▶ **Task details**: Can you reproduce the data beneath, keeping every line exact?

[Stored data]
- - -
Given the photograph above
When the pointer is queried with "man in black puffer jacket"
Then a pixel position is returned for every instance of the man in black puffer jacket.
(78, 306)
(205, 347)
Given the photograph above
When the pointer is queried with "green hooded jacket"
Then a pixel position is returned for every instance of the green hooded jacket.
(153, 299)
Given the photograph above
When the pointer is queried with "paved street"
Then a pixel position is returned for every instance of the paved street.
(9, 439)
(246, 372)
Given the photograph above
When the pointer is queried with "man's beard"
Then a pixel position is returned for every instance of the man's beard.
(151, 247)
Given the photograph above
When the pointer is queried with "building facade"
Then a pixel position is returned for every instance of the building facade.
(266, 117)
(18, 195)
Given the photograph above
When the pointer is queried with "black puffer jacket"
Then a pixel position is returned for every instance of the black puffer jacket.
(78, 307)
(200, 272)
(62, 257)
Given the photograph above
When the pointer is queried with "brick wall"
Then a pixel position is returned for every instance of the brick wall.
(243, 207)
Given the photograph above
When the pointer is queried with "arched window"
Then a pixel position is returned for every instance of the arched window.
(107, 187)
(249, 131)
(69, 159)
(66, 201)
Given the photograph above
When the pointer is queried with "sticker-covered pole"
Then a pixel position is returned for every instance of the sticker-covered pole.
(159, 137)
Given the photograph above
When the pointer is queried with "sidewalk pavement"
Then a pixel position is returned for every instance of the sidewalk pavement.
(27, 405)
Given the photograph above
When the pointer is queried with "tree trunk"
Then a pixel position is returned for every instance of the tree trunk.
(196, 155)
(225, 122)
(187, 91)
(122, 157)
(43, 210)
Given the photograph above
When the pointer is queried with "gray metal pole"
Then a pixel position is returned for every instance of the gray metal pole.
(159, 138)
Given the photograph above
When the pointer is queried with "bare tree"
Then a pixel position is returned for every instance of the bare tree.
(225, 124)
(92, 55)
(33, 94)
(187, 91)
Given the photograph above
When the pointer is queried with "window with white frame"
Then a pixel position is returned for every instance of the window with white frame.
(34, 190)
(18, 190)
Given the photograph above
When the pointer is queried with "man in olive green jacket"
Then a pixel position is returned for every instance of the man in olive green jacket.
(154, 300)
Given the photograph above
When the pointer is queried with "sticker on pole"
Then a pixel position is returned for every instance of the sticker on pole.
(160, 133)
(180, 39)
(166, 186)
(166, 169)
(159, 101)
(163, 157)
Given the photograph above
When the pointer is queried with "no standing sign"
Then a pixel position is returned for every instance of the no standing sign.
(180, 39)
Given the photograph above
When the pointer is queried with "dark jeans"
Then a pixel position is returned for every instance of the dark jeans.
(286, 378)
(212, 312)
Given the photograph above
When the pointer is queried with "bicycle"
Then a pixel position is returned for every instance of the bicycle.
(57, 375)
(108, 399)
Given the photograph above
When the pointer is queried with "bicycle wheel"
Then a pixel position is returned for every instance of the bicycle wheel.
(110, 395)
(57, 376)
- - -
▶ **Response to the task**:
Given the photograph above
When the pointer is queried with "man in black puffer jacket"
Then a pixel position is returned for every instance of the man in black puffer jacket.
(78, 306)
(205, 347)
Given the photograph above
When the pointer is queried with "green hooded jacket"
Then a pixel position is returned for every instance of the green hooded jacket.
(153, 299)
Given the photograph above
When the pointer is queried with "paved street"
Then a pixel position is returned for every instance of the paved street.
(9, 439)
(246, 372)
Given the photograph above
When the pointer is queried with "man's beard"
Then a pixel position is returned for every instance of the man's beard.
(151, 247)
Given the photograph above
When the pointer is queried with "building facade"
Then a pixel position is returned for every instance of the building facade.
(266, 117)
(18, 195)
Given the photograph above
When the pointer is queried with "black puffer jacket"
Then a pixel position is returned for every instance of the black puffer jacket.
(78, 307)
(200, 272)
(62, 257)
Given the photograph above
When the pointer is queried with "brick wall"
Then a pixel position is returned for every instance of the brick wall.
(243, 207)
Given the photograph above
When the pointer is queried with "arched window"
Then a pixel position is returned for every instance of the arched window.
(107, 187)
(249, 131)
(69, 159)
(66, 201)
Given the photograph above
When the pointer is queried with "sticker-covered pole"
Then a pixel position is returned for every instance of the sticker-covered pole.
(159, 137)
Given the photograph above
When the pointer is queried with "sidewalk pavement"
Then a pixel position is returned for every instance of the sidewalk pavement.
(27, 405)
Given the photograph above
When the pointer is queried with "tree trunk"
Then a pixel position is returned for every instance of the tree trunk.
(196, 155)
(225, 122)
(187, 91)
(122, 157)
(43, 210)
Given the photograph above
When the pointer is queried with "gray metal pole"
Then a pixel position is returned for every instance of the gray metal pole.
(159, 138)
Given the photograph above
When the pointer is queried with "bare tree"
Then a pixel position is returned for every instance of the bare tree.
(225, 124)
(92, 55)
(33, 94)
(187, 91)
Given the photograph above
When the pointer is queried with "window with white frame"
Then a pixel position is returned for every instance of the window with white frame.
(34, 190)
(18, 190)
Given the photograph above
When the pointer is queried with "man in olive green jacket"
Then a pixel position is returned for every instance of the man in olive green jacket.
(154, 300)
Given the photograph above
When the pointer is queried with "sticker on pole"
Then a pixel position is returned for every instance of the sticker on pole.
(160, 133)
(180, 39)
(166, 186)
(166, 169)
(159, 101)
(163, 157)
Given the photograph above
When the pointer is queried with "no standing sign"
Then a pixel position is returned for every instance of the no standing sign.
(180, 39)
Given the photograph above
When the pointer is queried with "dark jeans"
Then a pixel position is returned for every instance of the dark jeans.
(286, 378)
(212, 312)
Given the photograph above
When the pointer is queried with "bicycle"
Then a pixel position is returned for every instance of the bicycle.
(57, 375)
(108, 399)
Given the photograph above
When the pointer is queried with "bicycle wheel"
Then a pixel position is returned for every instance of the bicycle wheel.
(110, 395)
(57, 376)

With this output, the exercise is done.